The Sky Skidder is a 1929 American action film directed by Bruce M. Mitchell and written by Carl Krusada and Gardner Bradford. The film stars Al Wilson, Helen Foster, Wilbur McGaugh and Gilbert Holmes. The film was released on January 13, 1929, by Universal Pictures.

Like many actors in the silent film era, Wilson did not survive the transition to "talkies", with The Sky Skidder, his penultimate film.

Plot
Inventor Al Simpkins (Al Wilson) develops a new aviation fuel, he calls  "Economo". Simpkins claims the fuel can gets a "1,000 miles to the pint." During a test, flight, he sees his sweetheart, Stella Hearns (Helen Foster) in an automobile with the wealthy and dishonest Silas Smythe (Wilbur McGaugh). When Smythe's automobile goes out of control, however, Al rescues Stella using a rope ladder.

Just before the "Economo" demonstration flight, Smythe steals the formula for the secret fuel and refills Al's tank with gasoline, causing a crash. Stella then finances the next venture, a huge monoplane flying with a full tank of Economo.

During a race, Smythe uses Economo in his aircraft. After Al discovers his formula is missing, with Stella on board the monoplane, he chases Smythe. When he catches the thief, Al drops down onto his aircraft using on a rope ladder,  and retrieves his formula. He returns to his aircraft, wins the race and, naturally, Stella.

Cast
         
 Al Wilson as Al Simpkins
 Helen Foster as Stella Hearns
 Wilbur McGaugh as Silas Smythe
 Gilbert Holmes as Bert Beatle (credited as "Pee Wee Holmes")
════
Task brief » Continue the article about the 1929 film The Sky Skidder from the point where it ends.

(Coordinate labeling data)
════
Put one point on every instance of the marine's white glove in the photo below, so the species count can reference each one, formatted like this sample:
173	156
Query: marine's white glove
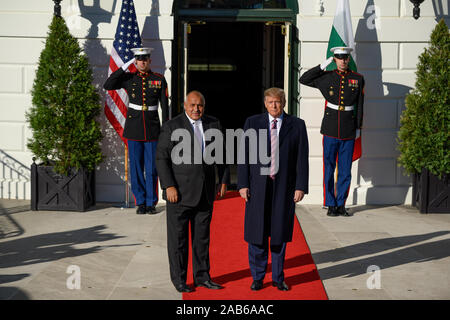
325	64
129	63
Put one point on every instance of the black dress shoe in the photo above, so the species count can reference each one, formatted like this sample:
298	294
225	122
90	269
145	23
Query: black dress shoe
343	212
281	285
183	288
141	209
209	284
150	209
256	285
332	211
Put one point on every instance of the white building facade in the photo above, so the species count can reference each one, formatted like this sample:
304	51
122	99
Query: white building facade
388	43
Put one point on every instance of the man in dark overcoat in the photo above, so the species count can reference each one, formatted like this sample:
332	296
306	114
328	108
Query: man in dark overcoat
272	189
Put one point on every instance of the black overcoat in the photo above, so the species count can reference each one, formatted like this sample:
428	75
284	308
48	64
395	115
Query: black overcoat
190	178
292	175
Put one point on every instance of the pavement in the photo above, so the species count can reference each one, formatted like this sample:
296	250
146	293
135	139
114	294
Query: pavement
110	253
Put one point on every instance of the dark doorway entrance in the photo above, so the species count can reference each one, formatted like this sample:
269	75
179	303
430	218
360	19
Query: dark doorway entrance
232	64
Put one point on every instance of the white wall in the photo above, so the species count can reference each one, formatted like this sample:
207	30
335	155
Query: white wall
386	56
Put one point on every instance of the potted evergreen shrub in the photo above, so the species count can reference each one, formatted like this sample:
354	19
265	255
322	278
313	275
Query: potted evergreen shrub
65	132
424	134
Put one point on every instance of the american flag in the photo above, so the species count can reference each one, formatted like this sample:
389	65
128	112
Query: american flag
127	37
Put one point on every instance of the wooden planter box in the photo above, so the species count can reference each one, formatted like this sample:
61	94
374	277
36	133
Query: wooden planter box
431	194
52	191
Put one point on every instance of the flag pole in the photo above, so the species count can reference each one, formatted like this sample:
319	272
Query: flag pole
127	195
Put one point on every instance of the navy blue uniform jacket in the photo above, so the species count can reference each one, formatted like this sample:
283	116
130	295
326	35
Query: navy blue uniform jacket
292	175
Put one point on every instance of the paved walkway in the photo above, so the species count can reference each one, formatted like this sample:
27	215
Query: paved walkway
121	255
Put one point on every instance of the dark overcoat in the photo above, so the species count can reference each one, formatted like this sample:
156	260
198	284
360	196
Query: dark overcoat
292	175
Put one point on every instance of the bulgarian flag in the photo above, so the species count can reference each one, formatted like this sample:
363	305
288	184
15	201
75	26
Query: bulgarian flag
342	36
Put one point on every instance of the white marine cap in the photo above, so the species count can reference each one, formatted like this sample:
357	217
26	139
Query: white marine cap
341	50
142	51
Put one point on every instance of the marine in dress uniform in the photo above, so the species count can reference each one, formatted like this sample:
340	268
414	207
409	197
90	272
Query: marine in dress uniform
343	91
142	125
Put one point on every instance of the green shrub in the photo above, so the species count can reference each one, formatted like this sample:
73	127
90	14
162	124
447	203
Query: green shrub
65	131
425	128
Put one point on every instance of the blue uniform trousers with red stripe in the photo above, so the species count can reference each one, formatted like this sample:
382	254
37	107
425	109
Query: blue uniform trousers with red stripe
143	186
340	151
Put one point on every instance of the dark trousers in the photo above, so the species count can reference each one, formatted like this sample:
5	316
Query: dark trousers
258	254
342	152
178	219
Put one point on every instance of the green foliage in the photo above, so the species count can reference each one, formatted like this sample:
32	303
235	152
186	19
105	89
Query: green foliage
65	105
425	127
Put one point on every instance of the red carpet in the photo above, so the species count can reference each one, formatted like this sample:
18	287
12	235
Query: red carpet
229	261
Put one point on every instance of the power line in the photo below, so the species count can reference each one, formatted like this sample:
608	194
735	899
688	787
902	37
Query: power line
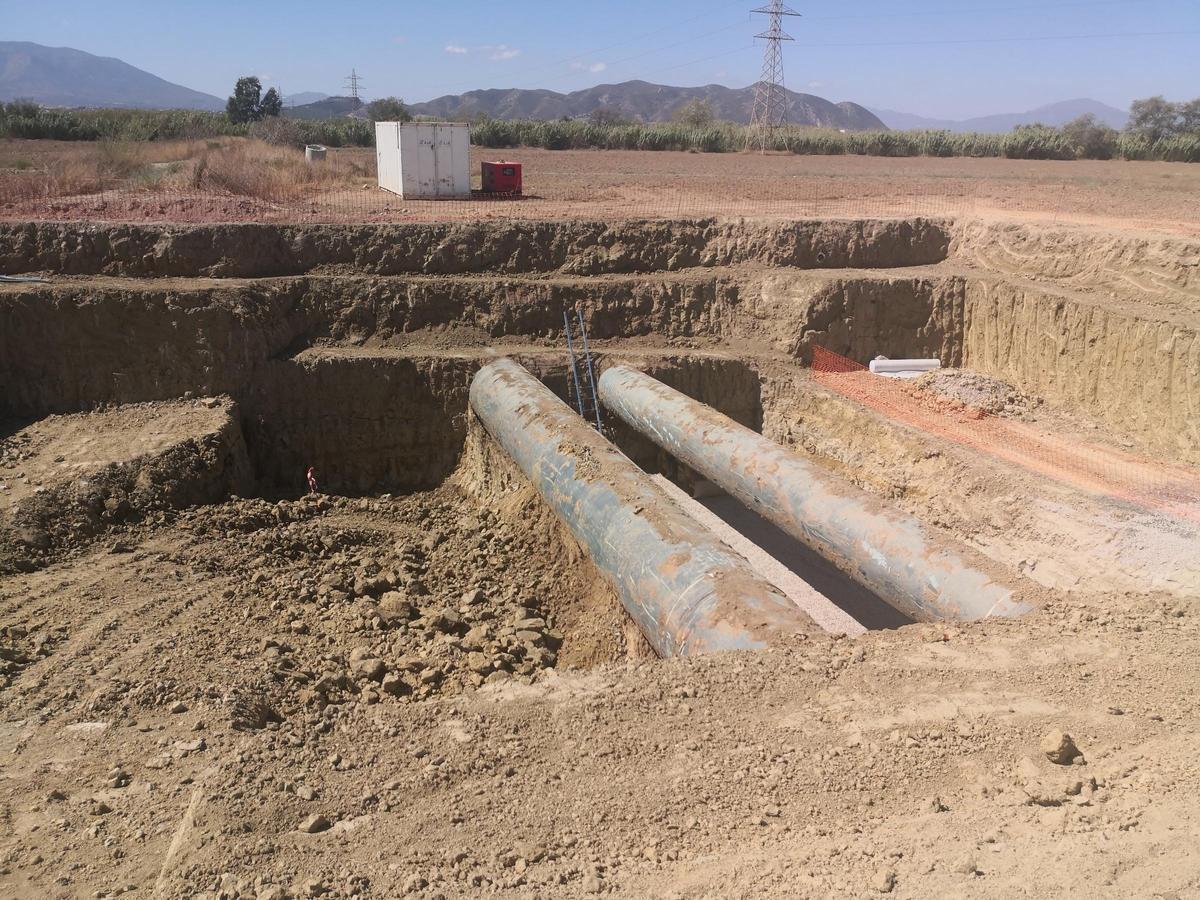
1003	40
976	10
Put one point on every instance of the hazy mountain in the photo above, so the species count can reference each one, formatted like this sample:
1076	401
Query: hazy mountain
63	77
327	108
1054	114
642	101
304	97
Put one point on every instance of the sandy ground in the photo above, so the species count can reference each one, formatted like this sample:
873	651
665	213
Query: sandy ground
436	696
619	184
163	737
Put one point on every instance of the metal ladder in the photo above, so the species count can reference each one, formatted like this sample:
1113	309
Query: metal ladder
585	401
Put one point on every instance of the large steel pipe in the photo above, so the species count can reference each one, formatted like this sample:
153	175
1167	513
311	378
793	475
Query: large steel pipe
687	591
879	546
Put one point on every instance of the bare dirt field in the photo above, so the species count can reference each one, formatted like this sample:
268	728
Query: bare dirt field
420	682
617	184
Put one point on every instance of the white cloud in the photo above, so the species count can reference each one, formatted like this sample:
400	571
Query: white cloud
502	52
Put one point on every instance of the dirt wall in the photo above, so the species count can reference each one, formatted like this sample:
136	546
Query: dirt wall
1163	269
573	247
1137	373
366	424
1055	535
70	509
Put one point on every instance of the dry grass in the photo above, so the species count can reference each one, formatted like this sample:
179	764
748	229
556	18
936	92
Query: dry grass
252	168
229	166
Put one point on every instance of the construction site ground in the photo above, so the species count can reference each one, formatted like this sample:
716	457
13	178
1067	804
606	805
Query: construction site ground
414	682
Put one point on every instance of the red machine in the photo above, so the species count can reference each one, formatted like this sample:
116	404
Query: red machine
502	178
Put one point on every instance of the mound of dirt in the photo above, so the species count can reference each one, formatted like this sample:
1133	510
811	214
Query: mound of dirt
977	391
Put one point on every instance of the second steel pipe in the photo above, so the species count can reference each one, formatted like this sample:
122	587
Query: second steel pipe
886	550
687	591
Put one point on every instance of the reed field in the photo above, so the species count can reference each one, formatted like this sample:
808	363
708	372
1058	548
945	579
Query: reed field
29	121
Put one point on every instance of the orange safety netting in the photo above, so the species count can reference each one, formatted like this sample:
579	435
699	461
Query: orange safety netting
1174	490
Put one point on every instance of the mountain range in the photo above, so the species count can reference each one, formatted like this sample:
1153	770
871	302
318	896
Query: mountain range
643	101
1056	114
63	77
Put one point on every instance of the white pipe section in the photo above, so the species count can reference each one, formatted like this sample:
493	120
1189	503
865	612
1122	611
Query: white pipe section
897	366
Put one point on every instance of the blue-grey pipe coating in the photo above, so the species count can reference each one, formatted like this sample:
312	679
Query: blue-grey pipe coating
881	547
687	591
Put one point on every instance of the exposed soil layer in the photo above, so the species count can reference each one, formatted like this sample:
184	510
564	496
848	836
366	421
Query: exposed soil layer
610	185
417	682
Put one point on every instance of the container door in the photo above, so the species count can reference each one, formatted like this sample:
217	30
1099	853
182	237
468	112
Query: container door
443	153
426	162
460	154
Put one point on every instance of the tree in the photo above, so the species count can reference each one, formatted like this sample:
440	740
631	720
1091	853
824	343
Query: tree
1153	118
388	109
271	105
247	103
696	113
1189	117
1091	138
606	115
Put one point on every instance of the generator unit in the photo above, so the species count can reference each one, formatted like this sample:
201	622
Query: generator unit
424	161
502	178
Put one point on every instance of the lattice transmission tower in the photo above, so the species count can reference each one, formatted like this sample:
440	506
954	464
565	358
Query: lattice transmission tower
352	84
769	96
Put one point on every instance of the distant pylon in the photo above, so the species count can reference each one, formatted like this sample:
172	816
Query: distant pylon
769	96
352	83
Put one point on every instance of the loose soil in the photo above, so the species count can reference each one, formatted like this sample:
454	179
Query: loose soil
625	184
414	682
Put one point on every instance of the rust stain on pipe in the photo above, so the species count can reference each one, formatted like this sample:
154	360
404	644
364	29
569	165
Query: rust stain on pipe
879	546
688	591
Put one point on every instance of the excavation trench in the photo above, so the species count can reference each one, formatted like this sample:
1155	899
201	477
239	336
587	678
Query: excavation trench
352	349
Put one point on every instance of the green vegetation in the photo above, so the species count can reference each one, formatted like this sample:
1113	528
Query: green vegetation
250	105
388	109
695	114
1170	136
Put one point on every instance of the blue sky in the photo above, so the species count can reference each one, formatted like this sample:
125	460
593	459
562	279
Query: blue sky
939	58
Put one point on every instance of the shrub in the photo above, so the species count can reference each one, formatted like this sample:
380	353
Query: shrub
1091	138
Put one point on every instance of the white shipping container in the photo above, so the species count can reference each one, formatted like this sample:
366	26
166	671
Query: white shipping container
424	161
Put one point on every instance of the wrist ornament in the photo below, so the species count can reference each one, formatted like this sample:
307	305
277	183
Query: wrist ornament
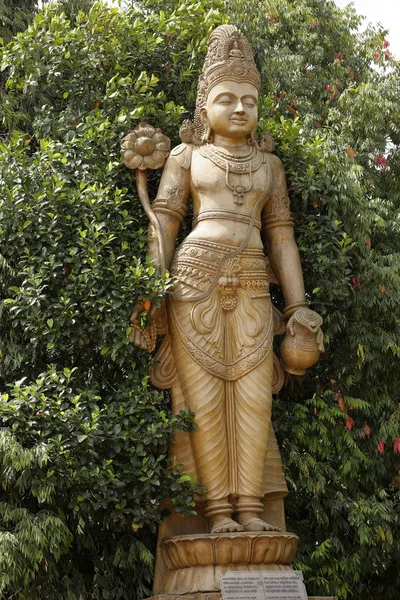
290	309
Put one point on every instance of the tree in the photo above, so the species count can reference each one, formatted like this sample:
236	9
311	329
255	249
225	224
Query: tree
84	436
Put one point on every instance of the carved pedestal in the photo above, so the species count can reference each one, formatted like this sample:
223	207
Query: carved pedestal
196	562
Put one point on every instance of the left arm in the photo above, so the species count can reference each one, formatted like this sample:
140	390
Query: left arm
282	248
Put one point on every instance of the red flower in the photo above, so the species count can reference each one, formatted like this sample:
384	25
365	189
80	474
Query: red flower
381	162
366	431
340	401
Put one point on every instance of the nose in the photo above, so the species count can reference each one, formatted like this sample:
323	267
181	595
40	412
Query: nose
240	108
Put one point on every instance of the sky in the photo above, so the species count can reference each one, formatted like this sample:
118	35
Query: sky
385	12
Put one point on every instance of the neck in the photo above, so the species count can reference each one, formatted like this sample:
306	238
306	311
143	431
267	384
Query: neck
220	140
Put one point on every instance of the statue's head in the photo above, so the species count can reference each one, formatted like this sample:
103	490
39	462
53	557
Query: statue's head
227	93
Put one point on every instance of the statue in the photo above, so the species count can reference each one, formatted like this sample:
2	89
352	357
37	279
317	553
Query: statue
217	355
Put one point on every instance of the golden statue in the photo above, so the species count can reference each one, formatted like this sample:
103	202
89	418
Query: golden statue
217	355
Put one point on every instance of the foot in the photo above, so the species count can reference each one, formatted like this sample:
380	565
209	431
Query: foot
252	523
223	524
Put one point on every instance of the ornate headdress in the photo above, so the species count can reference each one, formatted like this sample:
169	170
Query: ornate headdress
229	57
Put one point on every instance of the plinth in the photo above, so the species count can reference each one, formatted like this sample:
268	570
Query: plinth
195	563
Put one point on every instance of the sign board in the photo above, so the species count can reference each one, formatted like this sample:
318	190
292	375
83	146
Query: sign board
266	585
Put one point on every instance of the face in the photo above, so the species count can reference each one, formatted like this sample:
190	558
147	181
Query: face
231	109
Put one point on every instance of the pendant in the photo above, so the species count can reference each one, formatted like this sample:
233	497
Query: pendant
238	194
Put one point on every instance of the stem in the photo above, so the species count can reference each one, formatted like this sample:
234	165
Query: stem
141	185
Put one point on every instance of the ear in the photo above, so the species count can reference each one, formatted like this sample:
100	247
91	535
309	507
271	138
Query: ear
204	117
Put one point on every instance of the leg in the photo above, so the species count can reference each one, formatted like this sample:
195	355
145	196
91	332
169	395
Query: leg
253	395
205	395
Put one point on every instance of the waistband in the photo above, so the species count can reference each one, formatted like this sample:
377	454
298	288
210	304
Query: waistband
225	214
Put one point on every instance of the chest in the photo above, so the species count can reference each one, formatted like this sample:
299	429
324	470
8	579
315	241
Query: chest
240	181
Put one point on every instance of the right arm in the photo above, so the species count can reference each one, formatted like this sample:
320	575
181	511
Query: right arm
171	203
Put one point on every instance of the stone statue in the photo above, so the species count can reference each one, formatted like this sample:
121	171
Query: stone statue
217	355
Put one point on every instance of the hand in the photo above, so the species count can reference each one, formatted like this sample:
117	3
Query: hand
311	321
303	342
146	323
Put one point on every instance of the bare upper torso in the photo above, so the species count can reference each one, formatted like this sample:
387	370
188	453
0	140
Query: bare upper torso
210	192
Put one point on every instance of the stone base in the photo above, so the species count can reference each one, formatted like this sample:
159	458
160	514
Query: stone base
214	596
195	563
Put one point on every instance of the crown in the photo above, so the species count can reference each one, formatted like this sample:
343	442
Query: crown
229	57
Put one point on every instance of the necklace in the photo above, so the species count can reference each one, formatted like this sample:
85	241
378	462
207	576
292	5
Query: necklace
232	163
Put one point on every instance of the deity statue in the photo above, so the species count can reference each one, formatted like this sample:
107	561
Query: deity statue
217	355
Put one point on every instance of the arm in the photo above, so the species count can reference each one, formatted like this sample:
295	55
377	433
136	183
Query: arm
297	355
170	206
282	248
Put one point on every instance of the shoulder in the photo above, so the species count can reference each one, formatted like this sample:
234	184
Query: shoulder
181	155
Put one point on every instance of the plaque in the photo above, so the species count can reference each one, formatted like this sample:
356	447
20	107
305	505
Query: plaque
268	585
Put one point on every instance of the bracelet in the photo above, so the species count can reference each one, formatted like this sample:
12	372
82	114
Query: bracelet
291	308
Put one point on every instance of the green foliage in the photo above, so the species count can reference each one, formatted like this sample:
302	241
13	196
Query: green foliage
335	118
84	437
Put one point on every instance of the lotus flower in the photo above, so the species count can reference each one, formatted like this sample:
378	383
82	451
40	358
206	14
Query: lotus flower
145	148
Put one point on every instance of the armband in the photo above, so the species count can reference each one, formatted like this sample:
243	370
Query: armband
277	212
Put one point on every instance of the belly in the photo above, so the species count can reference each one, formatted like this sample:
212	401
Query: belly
227	231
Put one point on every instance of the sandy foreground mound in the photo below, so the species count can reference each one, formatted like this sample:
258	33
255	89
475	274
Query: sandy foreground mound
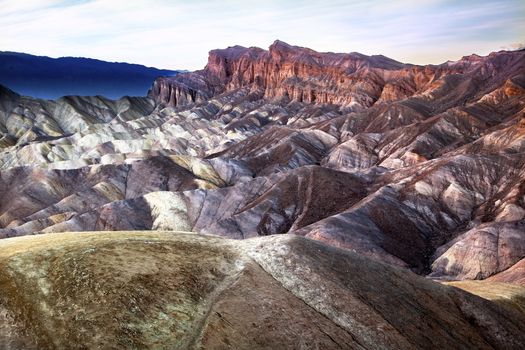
165	290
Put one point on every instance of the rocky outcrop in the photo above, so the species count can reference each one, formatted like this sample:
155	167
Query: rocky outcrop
351	80
185	291
418	166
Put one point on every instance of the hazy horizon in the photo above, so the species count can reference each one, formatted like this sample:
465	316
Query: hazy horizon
178	35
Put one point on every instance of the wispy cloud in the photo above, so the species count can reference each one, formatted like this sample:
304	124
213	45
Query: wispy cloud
178	34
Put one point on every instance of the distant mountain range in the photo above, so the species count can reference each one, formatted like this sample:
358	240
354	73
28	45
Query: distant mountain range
51	78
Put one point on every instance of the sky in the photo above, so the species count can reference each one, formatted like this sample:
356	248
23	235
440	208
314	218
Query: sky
178	34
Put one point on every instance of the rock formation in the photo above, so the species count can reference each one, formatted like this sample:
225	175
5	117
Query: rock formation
421	167
185	291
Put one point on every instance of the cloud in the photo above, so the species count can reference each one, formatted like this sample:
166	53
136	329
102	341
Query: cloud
178	34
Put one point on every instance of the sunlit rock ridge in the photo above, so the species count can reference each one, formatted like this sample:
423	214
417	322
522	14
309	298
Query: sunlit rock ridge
422	167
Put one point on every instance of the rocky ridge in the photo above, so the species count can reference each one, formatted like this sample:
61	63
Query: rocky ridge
422	167
185	291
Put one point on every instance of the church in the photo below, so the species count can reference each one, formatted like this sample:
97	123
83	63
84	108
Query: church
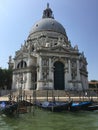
47	60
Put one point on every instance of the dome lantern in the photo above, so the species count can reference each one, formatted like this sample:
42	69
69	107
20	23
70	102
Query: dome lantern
47	13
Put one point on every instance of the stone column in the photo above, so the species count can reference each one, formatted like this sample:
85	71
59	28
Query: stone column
29	82
39	74
50	82
78	72
80	87
14	82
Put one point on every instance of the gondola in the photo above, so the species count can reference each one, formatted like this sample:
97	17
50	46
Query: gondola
76	106
53	106
8	109
93	107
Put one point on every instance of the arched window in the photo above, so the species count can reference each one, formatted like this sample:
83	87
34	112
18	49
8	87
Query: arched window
22	64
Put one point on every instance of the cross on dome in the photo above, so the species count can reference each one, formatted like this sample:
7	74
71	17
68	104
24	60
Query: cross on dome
47	13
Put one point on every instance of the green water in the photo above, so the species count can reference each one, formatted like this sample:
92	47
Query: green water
45	120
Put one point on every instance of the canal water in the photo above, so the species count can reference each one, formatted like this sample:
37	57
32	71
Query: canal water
45	120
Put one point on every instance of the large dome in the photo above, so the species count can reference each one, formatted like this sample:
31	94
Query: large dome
48	24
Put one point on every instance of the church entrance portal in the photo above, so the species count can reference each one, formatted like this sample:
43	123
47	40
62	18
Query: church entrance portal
58	76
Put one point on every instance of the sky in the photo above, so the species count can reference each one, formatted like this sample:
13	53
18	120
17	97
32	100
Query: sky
════
Answer to the exercise »
Production
Al Wilson was not only the star of The Sky Skidder but also flew as a "stunt pilot" in the film. After becoming a flying instructor and a short period as manager of the Mercury Aviation Company, founded by one of his students, Cecil B. DeMille, Wilson became more and more skilled in performing stunts, including wing-walking, and left the company to become a professional stunt pilot, specializing in Hollywood aviation films.

Wilson worked together with stuntmen like Frank Clarke and Wally Timm and also for film companies, including Universal Pictures. After numerous appearances in stunt roles, he started his career as an actor in 1923 with the serial The Eagle's Talons. Wilson produced his own movies until 1927, when he went back to work with Universal.

Reception
Aviation film historian Stephen Pendo, in Aviation in the Cinema (1985) said The Sky Skidder was only one of a long list of aviation films that showcased Wilson's talents. He alternately wrote, acted and flew in a career that "spanned more than 10 years, and he acted in more films than any other professional pilot." In The Sky Skidder , Pendo noted, "The aerial stunts featured a parachute jump, a faked plane change, and the pick-up of the heroine from a car by the hero on a ladder hanging from a plane."

References

Notes

Citations

Bibliography

 Pendo, Stephen. Aviation in the Cinema. Lanham, Maryland: Scarecrow Press, 1985. .
 Wynne, H. Hugh. The Motion Picture Stunt Pilots and Hollywood's Classic Aviation Movies. Missoula, Montana: Pictorial Histories Publishing Co., 1987. .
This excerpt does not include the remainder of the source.